> ASSIGNMENT: The expected answer is the data below, retyped exactly.

Saved data entries

*****

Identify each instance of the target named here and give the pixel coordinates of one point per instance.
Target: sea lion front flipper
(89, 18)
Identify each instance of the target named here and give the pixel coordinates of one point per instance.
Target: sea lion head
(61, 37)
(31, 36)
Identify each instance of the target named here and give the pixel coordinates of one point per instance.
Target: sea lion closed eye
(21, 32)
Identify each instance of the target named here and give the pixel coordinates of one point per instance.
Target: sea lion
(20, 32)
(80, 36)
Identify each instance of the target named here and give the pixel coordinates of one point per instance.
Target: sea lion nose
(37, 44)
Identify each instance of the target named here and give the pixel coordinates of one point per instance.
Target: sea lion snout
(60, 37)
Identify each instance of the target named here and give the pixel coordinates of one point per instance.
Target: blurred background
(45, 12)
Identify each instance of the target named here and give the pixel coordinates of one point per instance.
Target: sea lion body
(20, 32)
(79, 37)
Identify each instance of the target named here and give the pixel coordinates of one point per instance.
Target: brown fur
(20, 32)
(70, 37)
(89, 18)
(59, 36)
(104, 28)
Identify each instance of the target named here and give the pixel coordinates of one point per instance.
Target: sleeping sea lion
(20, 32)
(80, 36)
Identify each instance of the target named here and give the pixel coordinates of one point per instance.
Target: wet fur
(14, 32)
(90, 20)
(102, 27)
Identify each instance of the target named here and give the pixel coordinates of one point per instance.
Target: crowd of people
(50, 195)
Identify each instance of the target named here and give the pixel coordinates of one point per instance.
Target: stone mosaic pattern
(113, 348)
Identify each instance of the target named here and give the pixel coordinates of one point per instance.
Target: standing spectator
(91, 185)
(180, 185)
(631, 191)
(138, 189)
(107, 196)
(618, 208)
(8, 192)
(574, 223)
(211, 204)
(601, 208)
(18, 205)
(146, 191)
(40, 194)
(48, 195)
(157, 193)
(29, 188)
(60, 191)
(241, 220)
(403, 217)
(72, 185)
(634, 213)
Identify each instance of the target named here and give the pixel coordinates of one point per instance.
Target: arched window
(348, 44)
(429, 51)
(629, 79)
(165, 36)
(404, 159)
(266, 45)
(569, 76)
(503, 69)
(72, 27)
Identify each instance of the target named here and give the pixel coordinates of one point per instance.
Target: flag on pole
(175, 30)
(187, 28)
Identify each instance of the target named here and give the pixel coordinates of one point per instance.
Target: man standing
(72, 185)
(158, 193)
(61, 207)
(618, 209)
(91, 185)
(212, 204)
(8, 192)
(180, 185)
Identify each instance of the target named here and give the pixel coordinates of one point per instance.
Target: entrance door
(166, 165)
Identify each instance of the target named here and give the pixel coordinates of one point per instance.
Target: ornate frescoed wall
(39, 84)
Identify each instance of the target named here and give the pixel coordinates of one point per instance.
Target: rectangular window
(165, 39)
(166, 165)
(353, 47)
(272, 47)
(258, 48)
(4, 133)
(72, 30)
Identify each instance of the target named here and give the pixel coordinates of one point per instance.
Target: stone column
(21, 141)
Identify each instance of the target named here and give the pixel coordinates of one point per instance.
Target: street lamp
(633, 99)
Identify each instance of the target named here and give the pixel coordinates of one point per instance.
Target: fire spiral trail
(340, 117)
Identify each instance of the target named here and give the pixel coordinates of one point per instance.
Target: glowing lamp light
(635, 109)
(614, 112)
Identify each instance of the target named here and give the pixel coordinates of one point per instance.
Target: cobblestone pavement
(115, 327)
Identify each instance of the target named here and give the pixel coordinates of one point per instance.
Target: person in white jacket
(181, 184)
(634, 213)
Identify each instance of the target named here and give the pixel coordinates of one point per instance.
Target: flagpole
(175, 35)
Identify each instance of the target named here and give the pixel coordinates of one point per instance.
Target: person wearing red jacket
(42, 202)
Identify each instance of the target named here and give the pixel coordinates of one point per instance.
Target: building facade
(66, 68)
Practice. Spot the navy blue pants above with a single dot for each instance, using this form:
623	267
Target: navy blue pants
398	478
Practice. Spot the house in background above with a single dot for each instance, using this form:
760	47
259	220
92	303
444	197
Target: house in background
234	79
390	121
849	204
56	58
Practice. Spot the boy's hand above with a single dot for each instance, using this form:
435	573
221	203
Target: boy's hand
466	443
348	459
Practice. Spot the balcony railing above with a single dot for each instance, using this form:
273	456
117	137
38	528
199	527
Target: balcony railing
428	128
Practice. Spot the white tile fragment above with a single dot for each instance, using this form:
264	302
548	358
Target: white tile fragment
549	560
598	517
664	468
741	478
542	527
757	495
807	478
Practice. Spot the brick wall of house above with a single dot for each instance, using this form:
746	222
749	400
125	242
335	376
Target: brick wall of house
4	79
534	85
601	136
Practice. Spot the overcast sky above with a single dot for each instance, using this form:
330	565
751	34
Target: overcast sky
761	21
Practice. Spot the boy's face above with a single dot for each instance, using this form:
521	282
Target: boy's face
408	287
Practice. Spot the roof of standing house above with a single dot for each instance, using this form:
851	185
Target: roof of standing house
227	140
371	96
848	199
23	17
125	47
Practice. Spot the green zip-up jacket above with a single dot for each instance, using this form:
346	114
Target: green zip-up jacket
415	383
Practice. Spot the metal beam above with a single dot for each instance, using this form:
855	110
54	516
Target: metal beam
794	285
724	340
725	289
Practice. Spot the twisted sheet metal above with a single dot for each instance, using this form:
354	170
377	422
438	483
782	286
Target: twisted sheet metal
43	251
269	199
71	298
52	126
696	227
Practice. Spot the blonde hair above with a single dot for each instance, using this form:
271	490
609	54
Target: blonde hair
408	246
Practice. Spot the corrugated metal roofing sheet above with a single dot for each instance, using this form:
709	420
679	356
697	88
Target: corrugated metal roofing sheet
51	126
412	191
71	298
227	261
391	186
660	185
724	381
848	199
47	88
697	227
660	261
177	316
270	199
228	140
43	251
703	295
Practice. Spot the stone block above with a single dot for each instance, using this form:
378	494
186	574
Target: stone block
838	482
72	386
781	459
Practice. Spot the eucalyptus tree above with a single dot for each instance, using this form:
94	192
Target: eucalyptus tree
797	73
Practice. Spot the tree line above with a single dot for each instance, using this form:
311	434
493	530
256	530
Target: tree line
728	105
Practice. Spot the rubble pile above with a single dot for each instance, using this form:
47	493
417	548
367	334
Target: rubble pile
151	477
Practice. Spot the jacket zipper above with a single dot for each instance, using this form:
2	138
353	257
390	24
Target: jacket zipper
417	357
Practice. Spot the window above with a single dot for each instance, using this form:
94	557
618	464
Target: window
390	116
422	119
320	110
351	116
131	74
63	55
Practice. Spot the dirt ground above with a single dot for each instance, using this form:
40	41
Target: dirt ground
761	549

*****

> OUTPUT OF THE TASK:
Identify each instance of the target named here and give the pixel coordinates of one point per instance.
Target: sea lion front flipper
(89, 18)
Identify each instance of the target named here and give the pixel coordinates of one point per instance.
Target: sea lion head
(61, 37)
(31, 36)
Identify each instance of the target named here and give the pixel coordinates of one point per instance.
Target: sea lion closed eye
(21, 32)
Identify each instance of the target named here and give the pixel coordinates of one point per instance.
Target: sea lion
(20, 32)
(80, 36)
Identify each instance of the target named here and give the pixel coordinates of one point per instance.
Target: sea lion nose
(37, 44)
Identify each instance of the target named here and give the pixel coordinates of one point per instance.
Target: sea lion snout
(60, 37)
Identify each instance of the target named here and give the pixel coordinates of one point per instance.
Target: blurred background
(45, 12)
Identify each instance of the target named here and give the pixel coordinates of one point per instance.
Target: sea lion body
(20, 32)
(79, 37)
Identify each instance of the target named here and give the pixel coordinates of one point per instance.
Target: brown fur
(20, 32)
(70, 37)
(89, 18)
(59, 36)
(104, 28)
Identify each instance of the target named here and give the pixel coordinates of one point per instance.
Target: sleeping sea lion
(20, 32)
(80, 36)
Identify each instance of the target named here and give the pixel coordinates of one point per instance.
Target: wet fur
(14, 32)
(90, 20)
(102, 27)
Identify each instance of the target named here and give the pixel coordinates of one point per instance.
Target: crowd of people
(50, 195)
Identify each instance of the target named here and give the pixel coordinates of one point per instance.
Target: stone mosaic pattern
(113, 348)
Identify each instance of the target named here and give the pixel coordinates of one point per instance.
Target: standing spectator
(91, 185)
(180, 185)
(631, 191)
(138, 189)
(107, 196)
(618, 208)
(8, 192)
(574, 223)
(211, 204)
(601, 208)
(18, 205)
(146, 191)
(40, 194)
(48, 195)
(157, 193)
(29, 188)
(60, 191)
(241, 220)
(403, 217)
(72, 185)
(634, 213)
Identify each instance of the target named here and give the pixel coordinates of one point per instance.
Target: arched window
(348, 44)
(429, 51)
(629, 79)
(165, 36)
(404, 159)
(266, 45)
(569, 76)
(503, 69)
(72, 27)
Identify each instance of the target named here and give the pixel coordinates of one point per instance.
Target: flag on pole
(175, 30)
(187, 28)
Identify each instance of the target named here and give the pixel coordinates of one point per instance.
Target: man standing
(72, 185)
(158, 193)
(61, 207)
(618, 209)
(91, 185)
(212, 204)
(8, 192)
(180, 185)
Identify each instance of the target named here and give the pixel coordinates of one point per instance.
Target: entrance door
(166, 165)
Identify each instance of the target named here and give the pixel coordinates of one point per instance.
Target: ornate frescoed wall
(39, 84)
Identify each instance of the target named here and give the pixel coordinates of one point per instance.
Target: rectangular window
(165, 39)
(166, 165)
(353, 47)
(272, 47)
(258, 48)
(4, 133)
(72, 30)
Identify each instance of the target named here and give the pixel coordinates of one point per instance.
Target: stone column
(21, 141)
Identify each instance of the target named here and give the pixel coordinates of one point per instance.
Target: street lamp
(633, 99)
Identify each instance of the target named here and give the pixel coordinates of one point per instance.
Target: fire spiral trail
(340, 117)
Identify each instance of the target named here and give the pixel coordinates of one point per instance.
Target: glowing lamp light
(635, 109)
(614, 112)
Identify each instance of the target named here and give the pixel coordinates of one point per instance.
Target: cobblestone pavement
(115, 327)
Identify each instance of the target named here and give the pixel coordinates of one point per instance.
Target: person in white jacket
(181, 184)
(634, 213)
Identify each instance of the target named here and give the pixel coordinates of one point per instance.
Target: flagpole
(175, 35)
Identify each instance of the target named here and give the pixel coordinates of one point per instance.
Target: person wearing red jacket
(42, 202)
Identify each instance of the target named here and give the pixel coordinates of one point per instance.
Target: building facade
(66, 68)
Practice. Spot the navy blue pants above with a single dot for each instance, using this form:
623	267
Target: navy blue pants
398	478
Practice. Spot the house in background above with a single dot for each instance, using this form:
760	47
259	220
92	303
444	197
Target: house in background
234	79
390	121
849	204
56	58
Practice. Spot the boy's hand above with a single dot for each instance, using this form:
435	573
221	203
Target: boy's hand
466	443
348	459
Practice. Spot the balcony railing above with a single dot for each instance, using this form:
273	456
117	137
38	528
199	527
Target: balcony railing
428	128
Practice. Spot the white tile fragment above with a single dot for each instance, using this form:
264	302
548	358
Target: white tile fragment
549	560
598	517
664	468
741	478
542	527
757	495
807	478
Practice. Spot the brick wall of house above with a single dot for each instance, using this form:
746	222
749	400
125	242
335	376
Target: brick wall of house
4	79
534	85
601	136
Practice. Spot the overcast sky above with a single dot for each instance, using this form:
330	565
751	34
Target: overcast sky
761	21
Practice. Spot the boy's face above with a single dot for each instance, using this form:
521	282
Target: boy's face
408	287
Practice. Spot the roof of standing house above with a single dot for each instance, using this form:
851	185
Target: roof of standing house
227	140
371	96
848	199
23	17
125	47
Practice. Spot the green zip-up jacket above with a single dot for each instance, using this form:
346	114
Target: green zip-up jacket
415	383
Practice. Spot the metal beam above with a single dot for each instance, using this form:
855	110
54	516
Target: metal beam
794	285
724	340
725	289
Practice. Spot the twisted sheet metal above with a single dot for each instance, using this form:
354	170
377	422
438	483
782	286
Target: twisted sheet metal
43	251
269	199
71	298
52	126
696	227
Practice. Spot the blonde hair above with a single dot for each instance, using this form:
271	490
609	54
Target: blonde hair
408	246
Practice. Spot the corrugated metal roofing sheet above with a single dot for each instance, using this form:
709	420
679	356
697	88
Target: corrugated metal roofing sheet
51	126
412	191
71	298
227	261
391	186
660	185
724	381
848	199
47	88
697	227
660	261
177	316
270	199
228	140
43	251
703	295
Practice. Spot the stone block above with a single dot for each instance, using this form:
378	494
186	574
Target: stone block
838	482
72	386
781	459
Practice. Spot the eucalyptus tree above with a single dot for each instance, using this form:
94	192
Target: eucalyptus tree
797	73
Practice. Spot the tree line above with a single dot for each instance, using this form:
311	434
493	530
256	530
Target: tree line
728	105
Practice. Spot the rubble pile above with a single dot for each instance, using this form:
47	493
417	548
367	334
Target: rubble pile
151	477
Practice. Spot the jacket zipper above with a single dot for each instance, using this form:
2	138
353	257
390	24
Target: jacket zipper
417	357
Practice. Spot the window above with a single dot for each instance, using this form:
94	557
618	464
Target: window
390	116
422	119
320	110
351	116
131	74
63	55
Practice. Spot the dirt ground above with a single dot for each instance, using this form:
40	41
Target: dirt ground
761	549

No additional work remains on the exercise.